Input material:
********

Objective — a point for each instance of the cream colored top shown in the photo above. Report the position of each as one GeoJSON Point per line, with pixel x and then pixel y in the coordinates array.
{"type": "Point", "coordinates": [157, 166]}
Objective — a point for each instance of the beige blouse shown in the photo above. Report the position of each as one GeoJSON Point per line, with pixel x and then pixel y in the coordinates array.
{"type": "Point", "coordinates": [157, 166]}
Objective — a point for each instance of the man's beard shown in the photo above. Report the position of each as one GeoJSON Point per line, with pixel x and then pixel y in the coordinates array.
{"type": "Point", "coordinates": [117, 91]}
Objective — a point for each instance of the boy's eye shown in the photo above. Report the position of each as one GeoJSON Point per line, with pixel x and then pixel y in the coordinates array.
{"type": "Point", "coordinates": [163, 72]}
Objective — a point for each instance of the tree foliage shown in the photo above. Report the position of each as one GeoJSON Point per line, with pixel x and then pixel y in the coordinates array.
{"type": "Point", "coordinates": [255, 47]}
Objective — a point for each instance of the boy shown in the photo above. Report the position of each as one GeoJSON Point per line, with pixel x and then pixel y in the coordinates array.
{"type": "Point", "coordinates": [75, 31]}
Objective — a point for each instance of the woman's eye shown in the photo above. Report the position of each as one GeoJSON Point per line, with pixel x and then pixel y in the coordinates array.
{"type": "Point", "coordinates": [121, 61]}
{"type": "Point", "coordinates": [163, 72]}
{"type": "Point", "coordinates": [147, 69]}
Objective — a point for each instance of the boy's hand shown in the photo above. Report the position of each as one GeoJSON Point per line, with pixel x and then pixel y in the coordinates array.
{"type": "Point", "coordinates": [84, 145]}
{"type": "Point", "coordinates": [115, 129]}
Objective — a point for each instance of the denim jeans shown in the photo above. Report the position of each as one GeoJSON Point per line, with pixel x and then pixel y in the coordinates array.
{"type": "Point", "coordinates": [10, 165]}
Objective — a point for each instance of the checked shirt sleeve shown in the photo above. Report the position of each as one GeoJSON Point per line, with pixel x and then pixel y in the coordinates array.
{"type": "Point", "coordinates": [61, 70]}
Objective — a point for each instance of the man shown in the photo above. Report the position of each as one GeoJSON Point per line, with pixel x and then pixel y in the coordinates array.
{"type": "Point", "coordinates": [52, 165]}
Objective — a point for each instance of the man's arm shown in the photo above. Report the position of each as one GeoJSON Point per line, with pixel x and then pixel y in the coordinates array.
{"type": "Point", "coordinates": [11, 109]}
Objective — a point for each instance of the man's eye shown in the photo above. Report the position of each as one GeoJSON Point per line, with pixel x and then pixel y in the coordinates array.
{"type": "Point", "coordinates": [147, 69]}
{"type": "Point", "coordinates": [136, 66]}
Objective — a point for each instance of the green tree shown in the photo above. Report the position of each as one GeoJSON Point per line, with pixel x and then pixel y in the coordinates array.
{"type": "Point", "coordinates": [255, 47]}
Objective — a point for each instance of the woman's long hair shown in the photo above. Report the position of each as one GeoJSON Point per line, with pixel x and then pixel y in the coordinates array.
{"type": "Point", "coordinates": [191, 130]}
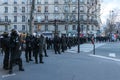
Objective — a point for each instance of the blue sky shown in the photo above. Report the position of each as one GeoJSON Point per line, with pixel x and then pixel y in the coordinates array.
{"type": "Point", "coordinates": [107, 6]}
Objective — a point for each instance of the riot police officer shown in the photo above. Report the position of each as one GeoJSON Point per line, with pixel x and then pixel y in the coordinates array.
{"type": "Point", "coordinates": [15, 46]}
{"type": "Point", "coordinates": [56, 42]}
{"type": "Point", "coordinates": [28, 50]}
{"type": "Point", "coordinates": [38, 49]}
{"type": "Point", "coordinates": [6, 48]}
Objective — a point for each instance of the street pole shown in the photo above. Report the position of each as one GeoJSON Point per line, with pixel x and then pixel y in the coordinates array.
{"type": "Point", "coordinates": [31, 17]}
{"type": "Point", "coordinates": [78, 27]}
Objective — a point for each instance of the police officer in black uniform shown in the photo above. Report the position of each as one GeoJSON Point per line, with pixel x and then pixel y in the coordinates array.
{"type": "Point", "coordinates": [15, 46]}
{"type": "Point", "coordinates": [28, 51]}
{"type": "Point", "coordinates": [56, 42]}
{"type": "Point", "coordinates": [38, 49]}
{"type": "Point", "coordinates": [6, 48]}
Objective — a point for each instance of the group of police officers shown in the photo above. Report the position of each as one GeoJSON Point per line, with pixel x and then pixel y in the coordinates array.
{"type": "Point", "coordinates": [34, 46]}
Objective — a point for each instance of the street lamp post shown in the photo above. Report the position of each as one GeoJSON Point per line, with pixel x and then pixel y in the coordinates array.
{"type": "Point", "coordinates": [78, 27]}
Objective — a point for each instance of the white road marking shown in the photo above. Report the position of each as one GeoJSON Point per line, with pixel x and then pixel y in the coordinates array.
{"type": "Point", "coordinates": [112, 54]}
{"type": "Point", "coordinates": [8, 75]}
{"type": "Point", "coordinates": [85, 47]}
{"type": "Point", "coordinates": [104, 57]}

********

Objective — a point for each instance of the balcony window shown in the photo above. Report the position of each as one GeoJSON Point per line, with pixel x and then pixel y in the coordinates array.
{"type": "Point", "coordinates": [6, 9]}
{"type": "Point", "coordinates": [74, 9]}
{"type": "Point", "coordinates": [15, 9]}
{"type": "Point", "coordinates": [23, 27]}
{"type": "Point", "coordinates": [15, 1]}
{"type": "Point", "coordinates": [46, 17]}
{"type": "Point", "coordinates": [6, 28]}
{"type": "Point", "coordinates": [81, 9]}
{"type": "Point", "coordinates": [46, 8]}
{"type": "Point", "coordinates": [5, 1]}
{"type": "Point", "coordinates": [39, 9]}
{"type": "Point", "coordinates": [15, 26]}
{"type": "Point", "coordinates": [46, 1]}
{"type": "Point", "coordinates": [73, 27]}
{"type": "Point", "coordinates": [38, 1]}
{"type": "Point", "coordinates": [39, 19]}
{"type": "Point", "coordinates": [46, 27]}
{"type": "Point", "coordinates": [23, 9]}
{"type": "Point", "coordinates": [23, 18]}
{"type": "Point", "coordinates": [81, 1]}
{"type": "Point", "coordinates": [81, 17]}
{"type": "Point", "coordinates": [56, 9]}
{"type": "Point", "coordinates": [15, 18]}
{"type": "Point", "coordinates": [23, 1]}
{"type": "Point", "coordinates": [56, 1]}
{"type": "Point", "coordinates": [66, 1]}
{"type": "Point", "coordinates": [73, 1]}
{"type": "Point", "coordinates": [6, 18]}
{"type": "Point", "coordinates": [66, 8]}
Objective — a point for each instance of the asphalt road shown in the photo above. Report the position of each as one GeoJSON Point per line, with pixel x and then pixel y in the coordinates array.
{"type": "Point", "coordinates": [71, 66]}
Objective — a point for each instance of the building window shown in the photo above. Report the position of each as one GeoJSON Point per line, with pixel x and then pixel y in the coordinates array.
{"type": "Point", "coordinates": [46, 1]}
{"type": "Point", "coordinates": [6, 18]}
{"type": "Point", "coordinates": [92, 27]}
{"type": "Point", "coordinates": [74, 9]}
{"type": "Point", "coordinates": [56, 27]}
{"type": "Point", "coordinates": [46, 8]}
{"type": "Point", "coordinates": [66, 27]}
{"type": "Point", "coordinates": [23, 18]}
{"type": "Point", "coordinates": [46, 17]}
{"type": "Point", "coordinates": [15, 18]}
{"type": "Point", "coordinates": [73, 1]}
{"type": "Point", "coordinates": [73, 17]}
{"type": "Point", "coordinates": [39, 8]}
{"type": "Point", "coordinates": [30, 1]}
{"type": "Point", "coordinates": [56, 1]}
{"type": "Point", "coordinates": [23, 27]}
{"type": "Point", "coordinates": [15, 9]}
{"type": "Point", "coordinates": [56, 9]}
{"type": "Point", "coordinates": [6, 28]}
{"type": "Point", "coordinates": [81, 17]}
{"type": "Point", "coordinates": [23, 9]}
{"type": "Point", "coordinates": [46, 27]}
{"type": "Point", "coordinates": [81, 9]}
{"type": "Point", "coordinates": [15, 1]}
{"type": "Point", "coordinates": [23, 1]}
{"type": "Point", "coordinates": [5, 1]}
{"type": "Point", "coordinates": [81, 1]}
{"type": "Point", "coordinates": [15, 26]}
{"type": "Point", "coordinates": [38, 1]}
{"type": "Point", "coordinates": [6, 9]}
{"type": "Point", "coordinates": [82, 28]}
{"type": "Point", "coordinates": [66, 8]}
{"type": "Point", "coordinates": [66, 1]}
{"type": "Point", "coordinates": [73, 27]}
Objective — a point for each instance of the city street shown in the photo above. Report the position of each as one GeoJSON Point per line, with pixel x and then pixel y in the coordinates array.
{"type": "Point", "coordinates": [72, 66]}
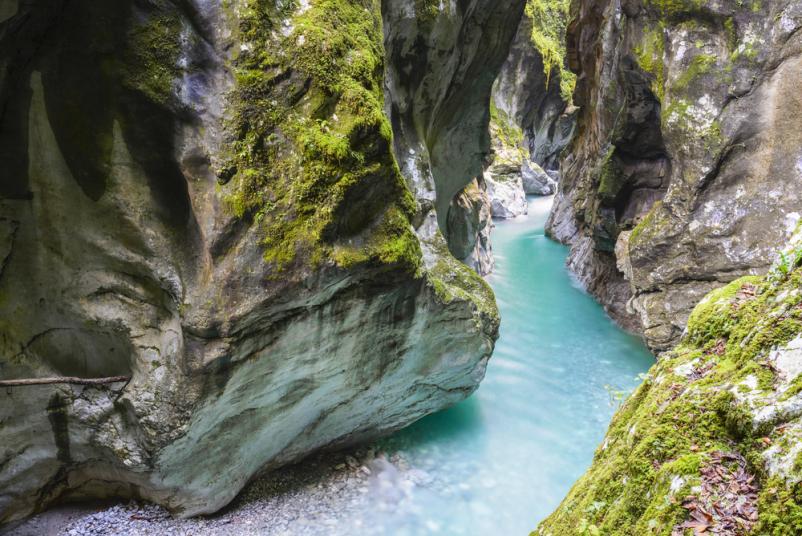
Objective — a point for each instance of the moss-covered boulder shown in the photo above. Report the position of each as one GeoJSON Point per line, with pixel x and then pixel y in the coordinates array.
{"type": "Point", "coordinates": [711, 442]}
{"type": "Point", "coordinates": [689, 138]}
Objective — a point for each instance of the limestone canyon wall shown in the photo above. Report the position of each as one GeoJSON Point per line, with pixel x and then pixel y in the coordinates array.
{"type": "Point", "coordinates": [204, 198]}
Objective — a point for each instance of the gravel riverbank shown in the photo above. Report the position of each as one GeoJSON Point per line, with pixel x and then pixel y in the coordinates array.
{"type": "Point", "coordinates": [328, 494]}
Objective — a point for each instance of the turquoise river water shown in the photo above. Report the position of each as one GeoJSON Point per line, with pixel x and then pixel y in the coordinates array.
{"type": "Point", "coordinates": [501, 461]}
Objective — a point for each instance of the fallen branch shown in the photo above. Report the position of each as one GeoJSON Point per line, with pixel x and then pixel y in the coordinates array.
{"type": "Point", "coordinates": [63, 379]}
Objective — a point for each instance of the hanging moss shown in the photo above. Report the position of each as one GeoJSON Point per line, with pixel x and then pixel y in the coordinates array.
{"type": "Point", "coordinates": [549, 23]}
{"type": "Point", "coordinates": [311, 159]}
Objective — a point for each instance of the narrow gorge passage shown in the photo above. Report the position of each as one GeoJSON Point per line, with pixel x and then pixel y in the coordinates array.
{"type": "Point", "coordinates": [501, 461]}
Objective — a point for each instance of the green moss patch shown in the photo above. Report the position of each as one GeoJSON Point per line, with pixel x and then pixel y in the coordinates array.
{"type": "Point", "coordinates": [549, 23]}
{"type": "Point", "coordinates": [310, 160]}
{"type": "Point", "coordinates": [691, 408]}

********

Which lines in the listing above contain the word "limestone"? Pull each one out and copy it in full.

Objective — a point for each instance of the limestone canyon wall shown in the photo above. Report the position of each as one GeoJSON Point per line, with pixel x and then pixel y in the coordinates array.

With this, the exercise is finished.